- _Aim of the exercise_: What follows is a set of records; repeat all of them exactly.

[Records provided Boundary: Start]

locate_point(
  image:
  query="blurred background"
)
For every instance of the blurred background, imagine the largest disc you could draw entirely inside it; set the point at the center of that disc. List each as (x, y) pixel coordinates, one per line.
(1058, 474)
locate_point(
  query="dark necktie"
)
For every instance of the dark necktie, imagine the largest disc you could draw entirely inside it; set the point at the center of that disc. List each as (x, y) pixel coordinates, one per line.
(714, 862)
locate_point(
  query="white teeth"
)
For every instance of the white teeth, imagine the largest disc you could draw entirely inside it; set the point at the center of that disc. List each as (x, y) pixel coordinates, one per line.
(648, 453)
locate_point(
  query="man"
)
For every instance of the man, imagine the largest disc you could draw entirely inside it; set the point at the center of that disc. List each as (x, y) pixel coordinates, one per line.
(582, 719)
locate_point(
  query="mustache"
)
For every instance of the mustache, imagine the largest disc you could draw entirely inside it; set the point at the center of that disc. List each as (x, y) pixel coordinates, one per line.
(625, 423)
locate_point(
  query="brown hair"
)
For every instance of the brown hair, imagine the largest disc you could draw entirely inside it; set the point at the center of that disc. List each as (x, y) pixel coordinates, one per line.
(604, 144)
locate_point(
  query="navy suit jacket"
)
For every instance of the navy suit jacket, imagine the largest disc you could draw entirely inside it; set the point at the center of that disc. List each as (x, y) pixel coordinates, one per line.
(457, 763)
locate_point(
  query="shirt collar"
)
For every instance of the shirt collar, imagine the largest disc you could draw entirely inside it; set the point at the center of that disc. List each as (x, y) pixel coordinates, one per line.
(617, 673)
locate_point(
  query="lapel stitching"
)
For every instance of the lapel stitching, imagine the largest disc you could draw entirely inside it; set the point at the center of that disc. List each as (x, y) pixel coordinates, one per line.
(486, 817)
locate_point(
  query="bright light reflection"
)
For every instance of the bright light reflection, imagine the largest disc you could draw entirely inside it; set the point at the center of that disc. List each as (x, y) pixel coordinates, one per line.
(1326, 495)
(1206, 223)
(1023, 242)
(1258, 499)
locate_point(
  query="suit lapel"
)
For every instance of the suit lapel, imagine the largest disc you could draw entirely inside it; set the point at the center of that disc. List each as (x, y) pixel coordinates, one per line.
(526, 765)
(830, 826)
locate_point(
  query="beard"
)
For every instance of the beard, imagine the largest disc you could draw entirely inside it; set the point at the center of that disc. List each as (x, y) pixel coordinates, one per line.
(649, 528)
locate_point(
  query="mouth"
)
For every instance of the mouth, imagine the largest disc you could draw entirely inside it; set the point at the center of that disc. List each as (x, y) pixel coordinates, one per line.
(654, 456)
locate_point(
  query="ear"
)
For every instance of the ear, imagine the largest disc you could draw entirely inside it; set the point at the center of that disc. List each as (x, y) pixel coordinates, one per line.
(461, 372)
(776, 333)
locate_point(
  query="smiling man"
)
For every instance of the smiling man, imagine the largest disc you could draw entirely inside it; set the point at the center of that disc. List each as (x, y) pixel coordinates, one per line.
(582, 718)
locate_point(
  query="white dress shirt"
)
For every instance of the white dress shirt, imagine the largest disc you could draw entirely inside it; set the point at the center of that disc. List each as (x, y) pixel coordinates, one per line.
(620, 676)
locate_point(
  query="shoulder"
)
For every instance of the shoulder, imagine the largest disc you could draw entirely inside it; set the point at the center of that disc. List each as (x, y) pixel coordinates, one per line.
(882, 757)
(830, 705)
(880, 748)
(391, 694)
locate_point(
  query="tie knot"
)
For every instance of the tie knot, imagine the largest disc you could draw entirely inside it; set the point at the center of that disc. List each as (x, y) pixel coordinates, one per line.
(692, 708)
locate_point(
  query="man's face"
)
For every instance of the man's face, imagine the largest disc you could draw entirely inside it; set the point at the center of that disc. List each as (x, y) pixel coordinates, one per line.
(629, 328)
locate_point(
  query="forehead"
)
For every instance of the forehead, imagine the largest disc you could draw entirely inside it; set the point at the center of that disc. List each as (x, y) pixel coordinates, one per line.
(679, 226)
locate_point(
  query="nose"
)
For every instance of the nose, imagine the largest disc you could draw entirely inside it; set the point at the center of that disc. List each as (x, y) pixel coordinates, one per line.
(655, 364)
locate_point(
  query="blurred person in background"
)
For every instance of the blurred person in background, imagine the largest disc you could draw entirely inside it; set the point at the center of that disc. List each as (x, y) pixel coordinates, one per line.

[Records provided Boundary: End]

- _Solution to this problem_:
locate_point(
  image:
  query="blurred background"
)
For every instance of the blurred background, imagine the largest disc you could draw entirely inside it; set the point at the center of that disc. List each as (x, y) pixel coordinates, one per line.
(1058, 474)
locate_point(
  query="dark necktie"
)
For every instance of the dark necktie, imagine the largest disc you could draw entirely inside it; set the point at the center of that disc. List each as (x, y) pixel coordinates, one per line.
(714, 862)
locate_point(
  query="white teeth"
)
For every instance of the white teeth, imagine the largest disc you could draw entirely inside it; set the point at the center of that disc. List each as (x, y) pixel coordinates, one per line.
(648, 453)
locate_point(
  query="man"
)
For every instance of the man, imagine the largest disc you could draw entirely inside it; set the point at the center of that disc. List each as (x, y) pixel coordinates, one per line.
(582, 719)
locate_point(
  query="mustache"
)
For every instance of the mustache, imagine the largest disc you could draw entirely inside it; set the point at the center of that disc. List each as (x, y) pixel coordinates, one per line.
(625, 423)
locate_point(
  query="brown hair"
)
For every instance of the brown hair, imagine the largest disc you could draw entirely inside it; set the point at the center of that disc. List each as (x, y) pixel coordinates, one per line.
(604, 144)
locate_point(
  query="navy suit jacket"
)
For every instance of the navy suit jacket, imagine the largest disc you could draw entirely inside it; set the point at the center of that disc. List each as (x, y) pixel coordinates, one per line.
(457, 763)
locate_point(
  query="shirt collar"
)
For every instance of the shirt collar, imagine the largest disc you could draw entirely inside it; set the point at the center of that disc. List each as (x, y) pixel coordinates, one per line.
(617, 673)
locate_point(
  query="lapel stitching"
)
For every instance of the lapel stitching, imagine the largest disc you could draw entirely inside it; set the point at the center of that disc. List each as (x, y) pixel coordinates, one per line.
(486, 817)
locate_point(
  query="bright light reflection"
)
For every instance of the bright light reflection, imagine the largest disc you could draw entirely inside it; set the point at the center of that disc. List each as (x, y) pixel coordinates, one per line.
(1326, 495)
(1206, 223)
(1023, 242)
(1258, 499)
locate_point(
  query="suit lapel"
)
For every instance of the suit lapel, imagine the largest disc you could draw entirely inside it; set the point at the center of that disc. List each as (x, y) pixel coordinates, one per line.
(526, 765)
(830, 826)
locate_point(
  query="beard"
)
For every instance of the beard, imagine the largest disc you could draw entirely inside it; set the point at the center of that disc. List each as (x, y) pixel coordinates, one per line.
(649, 528)
locate_point(
  query="mouth"
)
For every instance of the mouth, imagine the largest disc you could draw entirely inside it; set the point at the center of that disc. List each as (x, y) pixel coordinates, one per line.
(654, 456)
locate_point(
  query="ear"
)
For every instance of the ear, imagine the largest disc you could draw entirely inside it; set the point at the center of that disc. List each as (x, y) pixel coordinates, one per line.
(461, 372)
(776, 333)
locate_point(
  query="smiling man"
)
For every instance of the smiling man, imagine the largest disc you could draw entirely inside it; set the point at the center of that disc. List each as (x, y) pixel coordinates, one per line.
(582, 718)
locate_point(
  query="white dress shirt"
)
For every instance of the white dress shirt, imagine the largest disc you could draw entirely inside it; set the point at the center of that disc. List each as (x, y) pixel coordinates, one per line.
(620, 676)
locate_point(
  query="shoulder"
)
For every instance of the shoulder, imagine the largest disc you could draw entirely inside it; set the point at the center of that disc. List each as (x, y) pixel coordinates, one per line.
(882, 757)
(830, 705)
(880, 748)
(391, 694)
locate_point(
  query="tie knot"
)
For every instance of the tie knot, imagine the largest disc you could draw entirely inside it; set the point at the center of that disc. List each as (x, y) pixel coordinates, one per line.
(692, 708)
locate_point(
  query="man's face"
)
For every instance of the man's face, imagine the largest disc you could draw entirely inside it; set the point at the center of that disc. List each as (x, y) pixel coordinates, one per line.
(629, 328)
locate_point(
  query="forehead"
)
For every instance of the forehead, imagine the largest disc you could draw entirely inside it; set the point at the center of that disc. List each as (x, y) pixel coordinates, one per line.
(679, 226)
locate_point(
  query="nose"
)
For every instance of the nose, imagine the largest disc you could draw entirely inside it; set the point at the center of that disc. List each as (x, y) pixel coordinates, one per line.
(655, 364)
locate_point(
  query="blurred person in background"
)
For every instance of the blurred person in background, imagine the largest disc you could draw entirely inside it; set the point at the center of that disc. List each as (x, y) pixel coordinates, one per line.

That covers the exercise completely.